## Exercise inputs
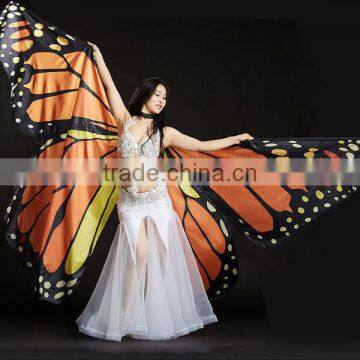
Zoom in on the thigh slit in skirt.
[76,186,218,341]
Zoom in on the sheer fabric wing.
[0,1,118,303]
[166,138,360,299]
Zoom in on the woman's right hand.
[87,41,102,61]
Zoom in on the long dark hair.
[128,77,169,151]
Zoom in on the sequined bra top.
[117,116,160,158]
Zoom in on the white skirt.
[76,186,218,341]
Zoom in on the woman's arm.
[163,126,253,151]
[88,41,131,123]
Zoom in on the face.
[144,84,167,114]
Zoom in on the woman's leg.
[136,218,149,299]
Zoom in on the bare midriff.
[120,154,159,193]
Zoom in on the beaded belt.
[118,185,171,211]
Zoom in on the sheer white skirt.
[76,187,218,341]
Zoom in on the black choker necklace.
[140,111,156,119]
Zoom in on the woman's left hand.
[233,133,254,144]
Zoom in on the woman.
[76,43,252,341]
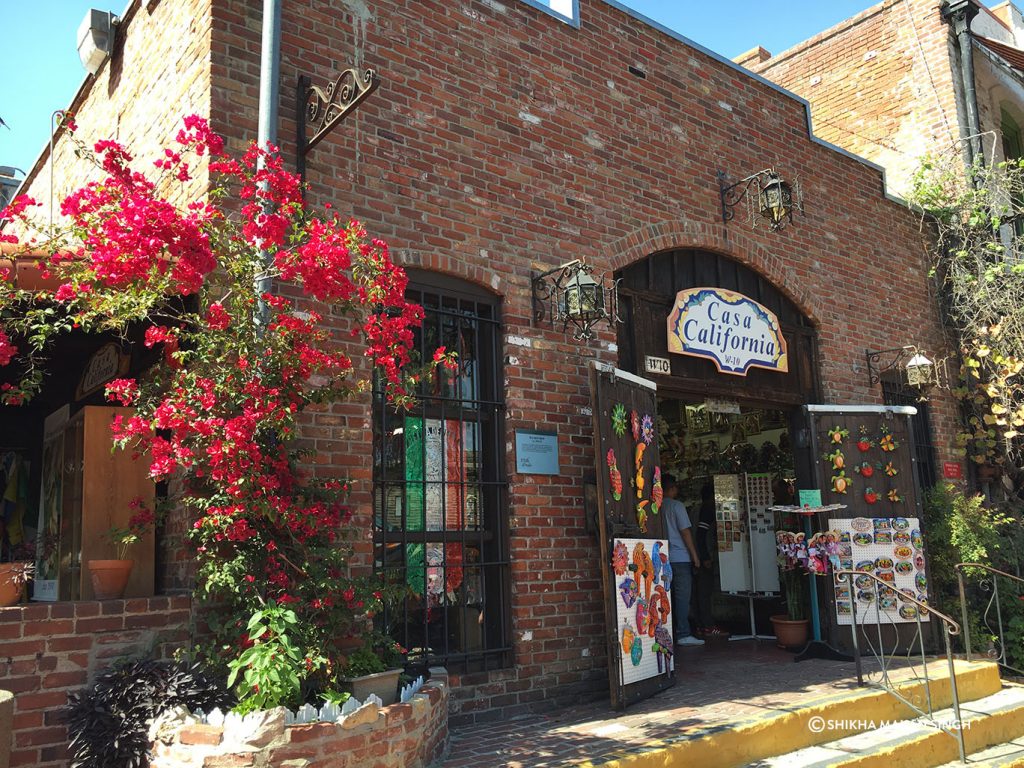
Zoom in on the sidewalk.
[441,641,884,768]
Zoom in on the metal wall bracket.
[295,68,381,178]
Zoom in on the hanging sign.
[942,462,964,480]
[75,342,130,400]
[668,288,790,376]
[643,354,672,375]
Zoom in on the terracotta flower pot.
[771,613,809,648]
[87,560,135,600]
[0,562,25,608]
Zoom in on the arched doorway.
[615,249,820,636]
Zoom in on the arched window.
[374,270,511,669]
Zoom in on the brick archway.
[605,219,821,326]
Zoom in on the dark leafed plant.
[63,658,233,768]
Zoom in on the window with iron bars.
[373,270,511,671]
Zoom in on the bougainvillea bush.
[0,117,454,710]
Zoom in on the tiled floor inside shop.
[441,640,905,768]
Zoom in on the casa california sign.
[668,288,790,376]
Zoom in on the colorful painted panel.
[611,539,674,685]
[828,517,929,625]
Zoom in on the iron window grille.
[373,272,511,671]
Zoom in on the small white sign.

## Written request
Please reproduce all of the records above word for word, leaving the pictures out.

## In response
Zoom in on the thigh slit in skirt.
[76,186,218,341]
Zoom in on the sheer fabric wing.
[0,1,118,303]
[166,138,360,299]
Zoom in on the woman's right hand.
[87,41,102,61]
Zoom in on the long dark hair.
[128,77,169,151]
Zoom in on the sequined bra top.
[117,116,160,158]
Zoom in on the white skirt.
[76,186,218,341]
Zoom in on the woman's arm.
[163,126,253,151]
[88,41,131,123]
Zoom in on the face.
[144,84,167,114]
Zoom in on the woman's leg.
[136,218,149,299]
Zoom in on the bare midriff.
[120,154,159,193]
Zoom in on the beaded belt.
[118,185,171,211]
Zoom in on the sheer white skirt.
[76,187,218,341]
Zoom in on the black choker necklace.
[140,111,156,119]
Zoom in on the woman's left hand.
[233,133,254,144]
Zoom in on the woman.
[76,43,252,341]
Zoom in on the sidewalk.
[441,641,884,768]
Zoom in on the metal wall bracket.
[295,68,381,178]
Zoom in on the hanging sign.
[942,462,964,480]
[75,342,130,400]
[668,288,790,376]
[643,354,672,375]
Zoom in on the terracotta flower pot.
[771,613,809,648]
[87,560,135,600]
[0,562,25,608]
Zoom in on the arched doorway.
[615,249,820,636]
Zoom in on the arched window.
[374,270,511,669]
Zoom in on the brick archway.
[605,219,821,326]
Zoom in on the dark leafed plant.
[63,658,233,768]
Zoom in on the window with iron bars.
[373,270,511,671]
Zoom in on the bougainvillea bush.
[0,117,454,710]
Zoom in on the tiled floor inside shop.
[441,640,905,768]
Zoom in on the casa california sign.
[668,288,790,376]
Zoom in on the colorful painted panel.
[611,539,674,685]
[828,517,929,625]
Zoom in on the iron window grille.
[373,272,511,671]
Zoom in on the small white sign.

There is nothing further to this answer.